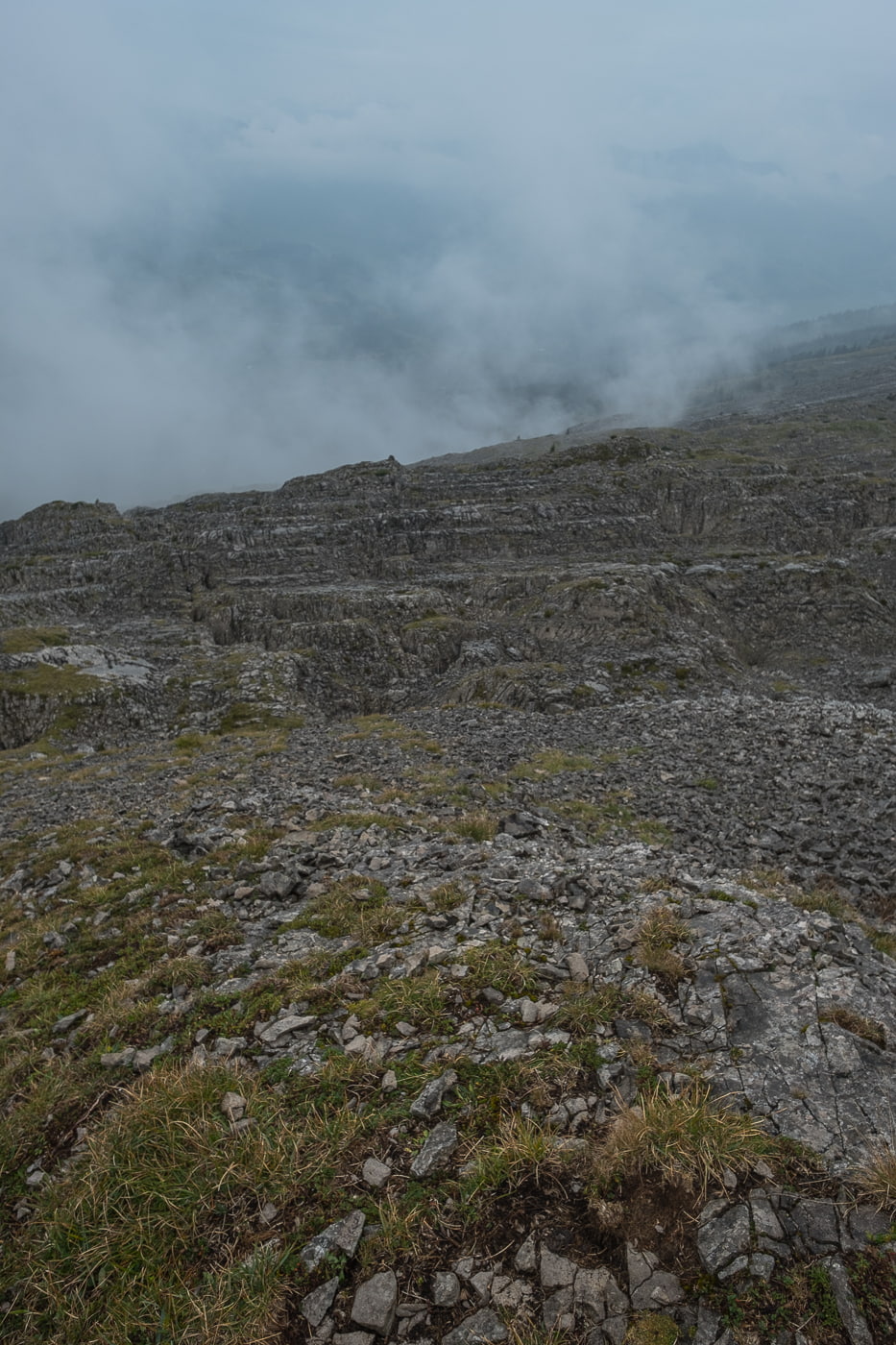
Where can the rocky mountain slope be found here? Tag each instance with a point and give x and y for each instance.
(455, 901)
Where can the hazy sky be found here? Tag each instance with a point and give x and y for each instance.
(242, 239)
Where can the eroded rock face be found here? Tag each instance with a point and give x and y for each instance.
(588, 710)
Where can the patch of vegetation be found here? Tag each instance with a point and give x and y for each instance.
(797, 1298)
(475, 826)
(27, 639)
(193, 742)
(856, 1022)
(613, 816)
(581, 1009)
(499, 966)
(242, 717)
(651, 1329)
(685, 1138)
(390, 730)
(519, 1147)
(155, 1235)
(657, 938)
(422, 1001)
(549, 762)
(447, 896)
(878, 1177)
(352, 907)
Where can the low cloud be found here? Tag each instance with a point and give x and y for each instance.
(245, 245)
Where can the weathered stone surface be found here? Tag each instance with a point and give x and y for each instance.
(428, 1103)
(342, 1236)
(375, 1301)
(375, 1173)
(436, 1150)
(446, 1288)
(482, 1328)
(855, 1324)
(722, 1235)
(556, 1271)
(316, 1304)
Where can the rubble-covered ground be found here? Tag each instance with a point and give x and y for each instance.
(456, 904)
(412, 972)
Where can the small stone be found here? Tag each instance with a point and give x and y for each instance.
(557, 1310)
(375, 1173)
(855, 1324)
(375, 1302)
(762, 1264)
(556, 1271)
(446, 1288)
(233, 1106)
(342, 1236)
(229, 1046)
(483, 1327)
(280, 1028)
(428, 1103)
(512, 1295)
(526, 1258)
(577, 967)
(315, 1305)
(480, 1284)
(722, 1237)
(143, 1060)
(117, 1059)
(70, 1019)
(437, 1149)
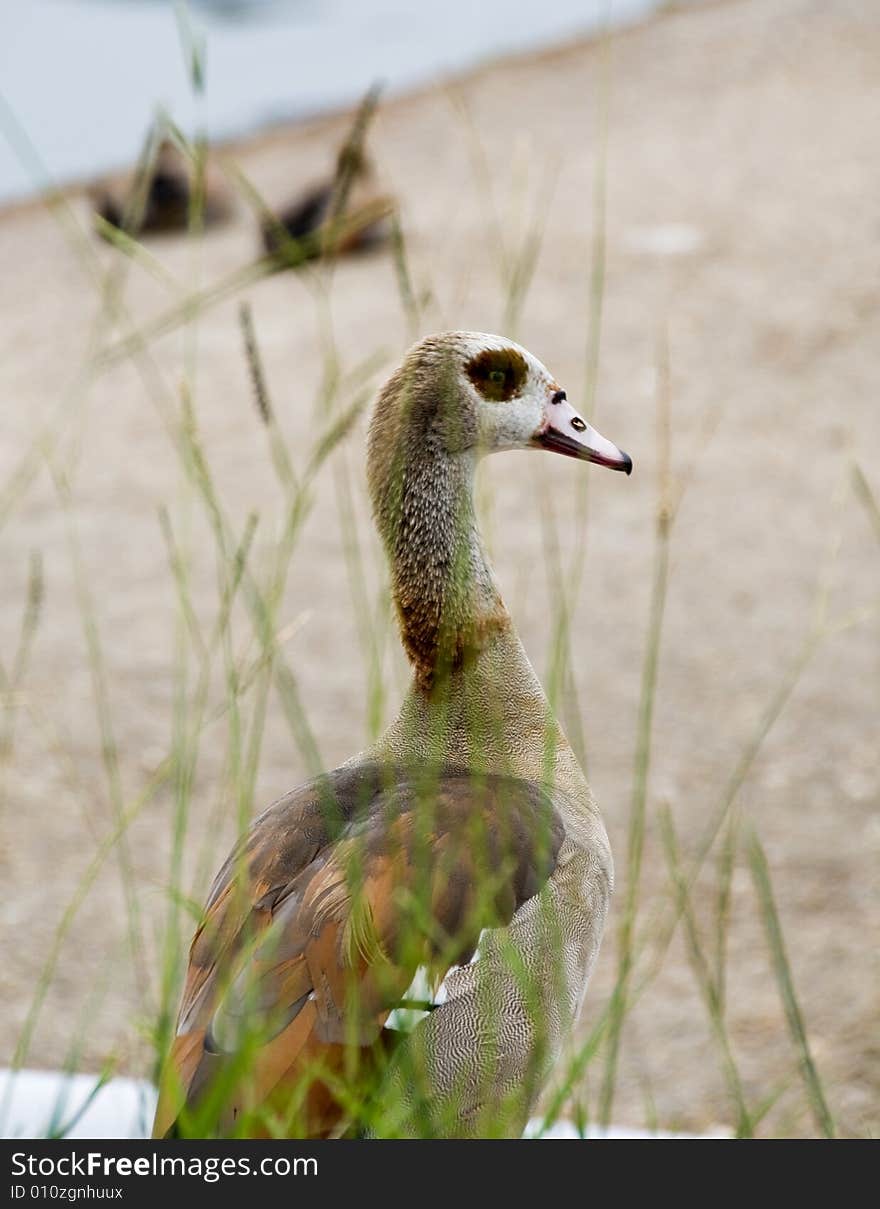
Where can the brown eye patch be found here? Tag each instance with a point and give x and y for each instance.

━━━

### WHAT THE TASK ASKS:
Exclude the pictures and repeat every other part of the records word for word.

### OUTPUT:
Where can the rocky mountain slope be found here? Tag each instance with a point and give x and y for each instance.
(455, 901)
Where can the hazy sky be found here? Tag each instance with a point and give x and y for each instance.
(242, 239)
Where can the eroded rock face be found here? Tag each instance with a point and give x and y for each instance.
(588, 710)
Where can the patch of vegetation be found here? Tag each instance with a point and give x and y for each instance.
(797, 1298)
(475, 826)
(27, 639)
(193, 742)
(856, 1022)
(613, 816)
(581, 1009)
(499, 966)
(242, 717)
(651, 1329)
(685, 1138)
(390, 730)
(519, 1147)
(155, 1235)
(657, 938)
(422, 1001)
(549, 762)
(447, 896)
(878, 1177)
(352, 907)
Where can the low cloud be found here? Tag each instance with a point and give x and y for each instance.
(245, 245)
Where can the weathered stone surface be found here? Tag each instance with a point and give x and y for each instance.
(428, 1103)
(342, 1236)
(375, 1301)
(375, 1173)
(436, 1150)
(446, 1288)
(482, 1328)
(855, 1324)
(722, 1235)
(556, 1271)
(316, 1304)
Where can the rubble-covered ground be found here? Tag each instance with a point and give x and y for each instance.
(456, 904)
(412, 972)
Where can the small stone be found here? Tag each instance with a point and give x and y for each instance.
(557, 1310)
(375, 1173)
(855, 1324)
(375, 1302)
(762, 1264)
(556, 1271)
(446, 1288)
(233, 1106)
(342, 1236)
(229, 1046)
(483, 1327)
(280, 1028)
(428, 1103)
(512, 1295)
(526, 1258)
(577, 967)
(315, 1305)
(480, 1284)
(722, 1237)
(143, 1060)
(117, 1059)
(70, 1019)
(437, 1149)
Where can the brown eye patch be found here? Tag each instance with a point and give x and y for each instance.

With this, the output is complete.